== Task inputs ==

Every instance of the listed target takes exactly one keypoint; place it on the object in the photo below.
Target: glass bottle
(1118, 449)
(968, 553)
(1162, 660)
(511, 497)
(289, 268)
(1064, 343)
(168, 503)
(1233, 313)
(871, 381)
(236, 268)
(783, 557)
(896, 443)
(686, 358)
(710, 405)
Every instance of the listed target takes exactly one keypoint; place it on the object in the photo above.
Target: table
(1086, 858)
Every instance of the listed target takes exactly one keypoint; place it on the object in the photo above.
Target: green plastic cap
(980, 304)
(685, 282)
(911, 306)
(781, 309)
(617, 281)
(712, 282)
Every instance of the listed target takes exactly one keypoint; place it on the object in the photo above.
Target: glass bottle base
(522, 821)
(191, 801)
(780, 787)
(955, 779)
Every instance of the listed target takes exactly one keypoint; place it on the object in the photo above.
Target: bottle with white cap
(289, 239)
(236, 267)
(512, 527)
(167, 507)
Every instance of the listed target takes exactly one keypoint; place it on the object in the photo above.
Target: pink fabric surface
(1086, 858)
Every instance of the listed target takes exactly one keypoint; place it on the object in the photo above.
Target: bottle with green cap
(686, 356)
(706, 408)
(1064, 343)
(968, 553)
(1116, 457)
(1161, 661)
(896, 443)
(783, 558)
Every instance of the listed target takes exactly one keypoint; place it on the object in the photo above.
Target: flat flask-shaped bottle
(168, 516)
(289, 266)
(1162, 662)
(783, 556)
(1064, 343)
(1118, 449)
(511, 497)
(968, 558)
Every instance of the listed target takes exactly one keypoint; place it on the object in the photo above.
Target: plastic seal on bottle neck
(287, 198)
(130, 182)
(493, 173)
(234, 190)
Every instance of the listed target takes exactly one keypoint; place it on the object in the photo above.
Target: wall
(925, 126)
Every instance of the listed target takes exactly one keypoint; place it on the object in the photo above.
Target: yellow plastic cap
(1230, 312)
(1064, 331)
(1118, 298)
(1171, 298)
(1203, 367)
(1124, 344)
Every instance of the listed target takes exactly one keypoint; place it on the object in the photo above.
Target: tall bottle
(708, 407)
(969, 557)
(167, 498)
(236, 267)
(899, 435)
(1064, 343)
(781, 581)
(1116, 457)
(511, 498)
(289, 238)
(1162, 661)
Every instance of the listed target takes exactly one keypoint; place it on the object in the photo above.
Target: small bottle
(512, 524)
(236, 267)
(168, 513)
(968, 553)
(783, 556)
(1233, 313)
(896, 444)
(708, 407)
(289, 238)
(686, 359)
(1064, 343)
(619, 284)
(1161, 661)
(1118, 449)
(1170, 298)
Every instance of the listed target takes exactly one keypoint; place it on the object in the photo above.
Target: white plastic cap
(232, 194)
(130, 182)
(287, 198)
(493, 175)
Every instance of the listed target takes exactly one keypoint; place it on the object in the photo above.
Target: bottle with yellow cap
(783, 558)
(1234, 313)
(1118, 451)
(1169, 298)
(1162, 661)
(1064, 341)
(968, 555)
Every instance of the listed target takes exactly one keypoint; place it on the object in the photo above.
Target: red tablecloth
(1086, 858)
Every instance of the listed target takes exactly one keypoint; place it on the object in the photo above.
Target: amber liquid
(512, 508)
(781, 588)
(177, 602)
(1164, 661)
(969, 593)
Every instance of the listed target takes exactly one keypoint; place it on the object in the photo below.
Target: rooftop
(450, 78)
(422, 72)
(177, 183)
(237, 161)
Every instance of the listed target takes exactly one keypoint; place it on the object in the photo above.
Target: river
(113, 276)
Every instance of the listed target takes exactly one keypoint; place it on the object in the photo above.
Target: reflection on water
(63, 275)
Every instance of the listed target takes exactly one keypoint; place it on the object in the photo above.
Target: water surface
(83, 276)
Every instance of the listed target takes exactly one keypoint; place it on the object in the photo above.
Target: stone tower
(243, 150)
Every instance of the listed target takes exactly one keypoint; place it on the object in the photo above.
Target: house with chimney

===

_Direction_. Pick out every line of the records above that contains the string "bottle", treating uppercase and lowercase letters as different.

_Output of the exercise_.
Target: glass bottle
Target: glass bottle base
Target: bottle with white cap
Target: bottle with green cap
Target: flat flask-shaped bottle
Target: plastic seal on bottle neck
Target: tall bottle
Target: small bottle
Target: bottle with yellow cap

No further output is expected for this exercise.